### INFORMATION SUPPLIED
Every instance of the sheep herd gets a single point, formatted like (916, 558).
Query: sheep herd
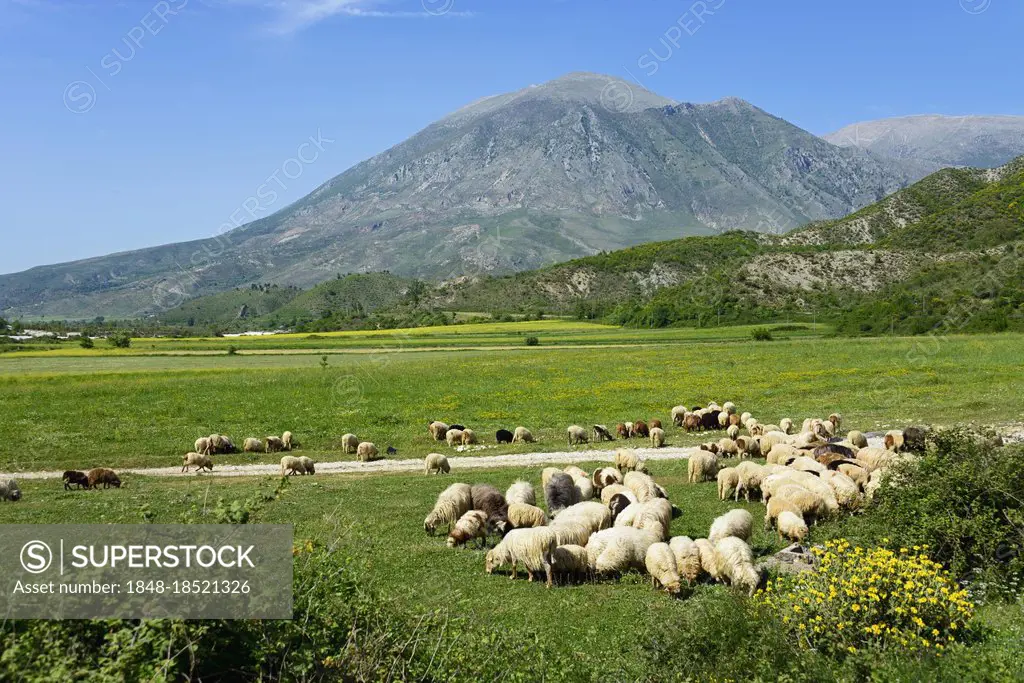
(616, 519)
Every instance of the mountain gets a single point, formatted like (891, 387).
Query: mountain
(511, 182)
(927, 143)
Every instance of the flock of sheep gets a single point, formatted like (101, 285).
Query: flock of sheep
(617, 518)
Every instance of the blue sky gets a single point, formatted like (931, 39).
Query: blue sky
(126, 124)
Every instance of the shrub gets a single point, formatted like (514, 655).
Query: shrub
(871, 599)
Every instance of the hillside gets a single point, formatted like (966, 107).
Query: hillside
(509, 183)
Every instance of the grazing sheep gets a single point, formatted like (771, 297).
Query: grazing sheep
(521, 493)
(534, 547)
(728, 482)
(578, 435)
(792, 526)
(660, 564)
(102, 475)
(734, 522)
(197, 460)
(701, 467)
(522, 515)
(453, 436)
(522, 435)
(453, 503)
(472, 524)
(9, 491)
(435, 463)
(367, 452)
(736, 563)
(687, 558)
(559, 493)
(437, 430)
(349, 442)
(628, 461)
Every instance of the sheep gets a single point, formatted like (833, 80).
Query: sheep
(102, 475)
(660, 564)
(569, 560)
(435, 463)
(367, 452)
(9, 491)
(734, 522)
(687, 558)
(522, 435)
(534, 547)
(620, 549)
(521, 515)
(75, 478)
(349, 443)
(521, 493)
(472, 524)
(701, 467)
(453, 436)
(197, 460)
(437, 430)
(559, 493)
(728, 482)
(792, 526)
(452, 504)
(628, 461)
(736, 563)
(577, 435)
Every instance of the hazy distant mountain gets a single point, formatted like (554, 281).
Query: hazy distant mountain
(926, 143)
(571, 167)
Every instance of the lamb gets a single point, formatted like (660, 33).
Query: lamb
(453, 436)
(454, 502)
(559, 493)
(367, 452)
(736, 522)
(437, 430)
(435, 463)
(578, 435)
(102, 475)
(521, 515)
(792, 526)
(9, 491)
(473, 524)
(736, 563)
(74, 478)
(522, 435)
(521, 493)
(687, 558)
(534, 547)
(349, 443)
(197, 460)
(660, 564)
(728, 482)
(701, 467)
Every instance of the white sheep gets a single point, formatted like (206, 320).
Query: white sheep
(453, 503)
(736, 522)
(197, 460)
(435, 463)
(660, 564)
(522, 493)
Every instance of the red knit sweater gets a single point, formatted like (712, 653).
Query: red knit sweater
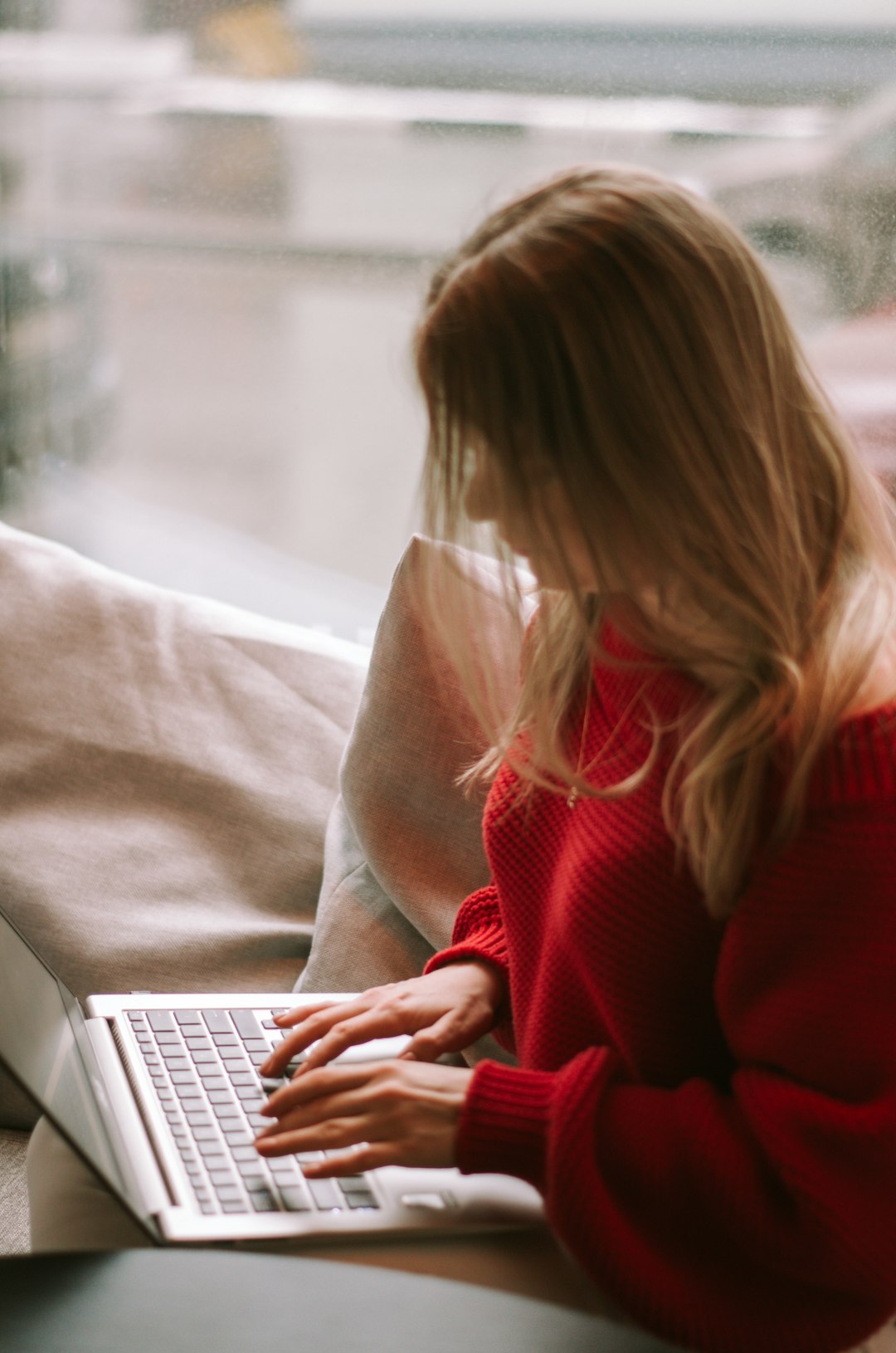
(709, 1110)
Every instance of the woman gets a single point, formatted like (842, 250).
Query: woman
(689, 940)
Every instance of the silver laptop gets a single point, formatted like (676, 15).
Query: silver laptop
(160, 1095)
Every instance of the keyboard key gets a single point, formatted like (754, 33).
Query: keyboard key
(246, 1024)
(295, 1198)
(264, 1202)
(326, 1195)
(227, 1115)
(222, 1177)
(361, 1200)
(354, 1184)
(212, 1080)
(245, 1153)
(221, 1097)
(176, 1061)
(251, 1170)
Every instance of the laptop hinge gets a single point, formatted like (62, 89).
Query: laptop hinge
(124, 1125)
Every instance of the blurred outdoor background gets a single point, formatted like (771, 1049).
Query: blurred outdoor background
(218, 219)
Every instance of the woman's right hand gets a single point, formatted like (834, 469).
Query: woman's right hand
(444, 1011)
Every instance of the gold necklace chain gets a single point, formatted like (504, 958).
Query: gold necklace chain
(572, 799)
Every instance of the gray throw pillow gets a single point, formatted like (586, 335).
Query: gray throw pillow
(167, 770)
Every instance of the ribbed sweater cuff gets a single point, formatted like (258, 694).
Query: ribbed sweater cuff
(504, 1123)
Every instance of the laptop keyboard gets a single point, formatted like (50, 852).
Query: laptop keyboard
(204, 1067)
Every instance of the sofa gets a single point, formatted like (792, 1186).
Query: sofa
(193, 797)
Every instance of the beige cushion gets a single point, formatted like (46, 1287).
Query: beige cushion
(167, 770)
(404, 843)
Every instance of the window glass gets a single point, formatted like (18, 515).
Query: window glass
(219, 218)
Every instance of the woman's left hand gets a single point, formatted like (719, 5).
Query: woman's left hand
(397, 1112)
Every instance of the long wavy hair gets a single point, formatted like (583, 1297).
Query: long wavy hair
(611, 330)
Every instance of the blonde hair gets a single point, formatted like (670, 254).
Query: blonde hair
(614, 332)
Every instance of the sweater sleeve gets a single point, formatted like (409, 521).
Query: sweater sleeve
(761, 1213)
(479, 932)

### GOAL
Recast every line of the rows above as a Markdown table with the columns Number and Line, skipping blank lines. Leave the pictures out of the answer.

### ANSWER TO THE EXERCISE
| Number | Line |
|---|---|
| 1 | Every instance of the sheep herd gets a single point, formatted like (916, 558). |
| 2 | Query: sheep herd |
| 3 | (616, 519) |
| 4 | Every instance of the mountain gets a single point, formatted like (891, 387). |
| 5 | Query: mountain |
| 6 | (511, 182) |
| 7 | (927, 143) |
| 8 | Every instance of the flock of sheep gets a single point, formatted like (101, 285). |
| 9 | Query: flock of sheep |
| 10 | (617, 518) |
| 11 | Every instance of the blue sky gets a single point, formatted like (931, 39). |
| 12 | Query: blue sky |
| 13 | (126, 124) |
| 14 | Every instance of the shrub gets a single point, formatted like (514, 655). |
| 15 | Query: shrub |
| 16 | (871, 599) |
| 17 | Every instance of the hillside gets a single point, formatted like (966, 107). |
| 18 | Query: hillside |
| 19 | (509, 183) |
| 20 | Every instance of the grazing sheep gets a single point, formatted like (771, 297). |
| 21 | Query: grazing sheep |
| 22 | (521, 493) |
| 23 | (534, 547) |
| 24 | (728, 482) |
| 25 | (578, 435) |
| 26 | (792, 526) |
| 27 | (660, 564) |
| 28 | (102, 475) |
| 29 | (734, 522) |
| 30 | (197, 460) |
| 31 | (701, 467) |
| 32 | (522, 515) |
| 33 | (453, 436) |
| 34 | (522, 435) |
| 35 | (453, 503) |
| 36 | (472, 524) |
| 37 | (9, 491) |
| 38 | (435, 463) |
| 39 | (367, 452) |
| 40 | (736, 563) |
| 41 | (687, 558) |
| 42 | (559, 493) |
| 43 | (437, 430) |
| 44 | (349, 442) |
| 45 | (628, 461) |
| 46 | Every instance of the sheep gets a single point, formatted like (833, 80). |
| 47 | Query: sheep |
| 48 | (102, 475) |
| 49 | (660, 564) |
| 50 | (569, 560) |
| 51 | (435, 463) |
| 52 | (367, 452) |
| 53 | (9, 491) |
| 54 | (734, 522) |
| 55 | (687, 558) |
| 56 | (522, 435) |
| 57 | (534, 547) |
| 58 | (620, 549) |
| 59 | (521, 515) |
| 60 | (75, 478) |
| 61 | (349, 443) |
| 62 | (521, 493) |
| 63 | (472, 524) |
| 64 | (701, 467) |
| 65 | (453, 436) |
| 66 | (197, 460) |
| 67 | (437, 430) |
| 68 | (559, 493) |
| 69 | (728, 482) |
| 70 | (792, 526) |
| 71 | (452, 504) |
| 72 | (628, 461) |
| 73 | (736, 563) |
| 74 | (577, 435) |
| 75 | Every instance of the hazy distant mountain gets a single point, formatted like (554, 281). |
| 76 | Query: hazy distant mountain |
| 77 | (926, 143) |
| 78 | (571, 167) |
| 79 | Every instance of the lamb gets a single point, formatted like (660, 33). |
| 80 | Query: lamb |
| 81 | (453, 436) |
| 82 | (454, 502) |
| 83 | (559, 493) |
| 84 | (367, 452) |
| 85 | (736, 522) |
| 86 | (437, 430) |
| 87 | (435, 463) |
| 88 | (578, 435) |
| 89 | (102, 475) |
| 90 | (521, 515) |
| 91 | (792, 526) |
| 92 | (9, 491) |
| 93 | (473, 524) |
| 94 | (736, 563) |
| 95 | (74, 478) |
| 96 | (522, 435) |
| 97 | (521, 493) |
| 98 | (687, 558) |
| 99 | (534, 547) |
| 100 | (349, 443) |
| 101 | (197, 460) |
| 102 | (660, 564) |
| 103 | (728, 482) |
| 104 | (701, 467) |
| 105 | Every instance of the white sheep gets a single point, formatted like (206, 320). |
| 106 | Query: white sheep |
| 107 | (453, 503) |
| 108 | (736, 522) |
| 109 | (197, 460) |
| 110 | (435, 463) |
| 111 | (660, 564) |
| 112 | (522, 493) |
| 113 | Every instance of the red knit sweater gets a single point, formatted like (712, 653). |
| 114 | Query: red knit sweater |
| 115 | (709, 1110) |
| 116 | Every instance of the woman gets a single point, formatted like (842, 250). |
| 117 | Query: woman |
| 118 | (689, 940) |
| 119 | Every instance of the silver laptop gets a single point, formatted like (676, 15). |
| 120 | Query: silver laptop |
| 121 | (160, 1095) |
| 122 | Every instance of the keyboard key gets a single point, formatted like (754, 33). |
| 123 | Query: keyboard key |
| 124 | (246, 1024) |
| 125 | (295, 1198) |
| 126 | (264, 1202) |
| 127 | (326, 1195) |
| 128 | (227, 1115) |
| 129 | (222, 1177) |
| 130 | (361, 1200) |
| 131 | (354, 1184) |
| 132 | (212, 1080) |
| 133 | (245, 1153) |
| 134 | (221, 1097) |
| 135 | (176, 1061) |
| 136 | (251, 1170) |
| 137 | Every instance of the laptop hinge gets a single point, formatted like (62, 89). |
| 138 | Query: laptop hinge |
| 139 | (124, 1125) |
| 140 | Every instance of the blurred outdoor background gets a single point, formatted like (771, 1049). |
| 141 | Query: blurred outdoor background |
| 142 | (218, 219) |
| 143 | Every instance of the woman's right hand gets a single point, formatted like (834, 469). |
| 144 | Query: woman's right hand |
| 145 | (444, 1011) |
| 146 | Every instance of the gold necklace chain gets a single point, formatted like (504, 958). |
| 147 | Query: gold necklace chain |
| 148 | (572, 799) |
| 149 | Every instance of the gray throw pillow gets a single point, formatted like (586, 335). |
| 150 | Query: gray throw pillow |
| 151 | (167, 770) |
| 152 | Every instance of the ribbed sweater cuff gets a single point, formatted like (258, 694). |
| 153 | Query: ribbed sweater cuff |
| 154 | (504, 1123) |
| 155 | Every instance of the laptop keyboard gets a single point, formatted like (50, 852). |
| 156 | Query: laptop keyboard |
| 157 | (204, 1067) |
| 158 | Every instance of the sofa gets a single point, formatted like (792, 1186). |
| 159 | Query: sofa |
| 160 | (193, 797) |
| 161 | Every instance of the beige cushion gets a single point, formatted like (46, 1287). |
| 162 | Query: beige cushion |
| 163 | (167, 770) |
| 164 | (404, 843) |
| 165 | Every instance of the window glass gets a single point, formatted like (18, 515). |
| 166 | Query: window glass |
| 167 | (219, 218) |
| 168 | Every instance of the woman's left hand gets a single point, formatted like (719, 5). |
| 169 | Query: woman's left hand |
| 170 | (397, 1112) |
| 171 | Every instance of the long wavy hair gets a single point, formatted like (583, 1297). |
| 172 | Query: long wavy hair |
| 173 | (611, 330) |
| 174 | Every instance of the blonde hair gets a single point, formatted like (670, 254). |
| 175 | Query: blonde hair |
| 176 | (614, 332) |
| 177 | Every instance of the sweater sleeve gets a single point, formatted like (409, 521). |
| 178 | Query: sweater sleeve |
| 179 | (761, 1213) |
| 180 | (479, 932) |